EXERCISE BRIEF: Echo the material below line for line, without changing a single character.
====== DATA PROVIDED
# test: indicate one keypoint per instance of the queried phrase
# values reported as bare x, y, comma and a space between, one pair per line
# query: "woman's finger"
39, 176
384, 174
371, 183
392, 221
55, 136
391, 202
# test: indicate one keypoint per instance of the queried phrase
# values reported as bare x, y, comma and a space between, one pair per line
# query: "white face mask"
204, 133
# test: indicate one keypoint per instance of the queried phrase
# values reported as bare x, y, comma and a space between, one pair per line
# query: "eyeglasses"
============
REPLY:
# test: indicate one keypoint per instance of the queried phrase
# values reported as bare x, y, comma and a space between, one pair per line
# query: "woman's finger"
39, 176
384, 174
371, 183
392, 221
55, 136
391, 202
# test: indicate one keypoint per instance of the queried phrase
# values reported as bare x, y, comma and a space between, one pair per line
# query: "white face mask"
204, 133
# test: indicate one keypoint per instance of the queried phrase
# values reported as bare x, y, comma and a space between, one pair per line
# query: "eyeglasses"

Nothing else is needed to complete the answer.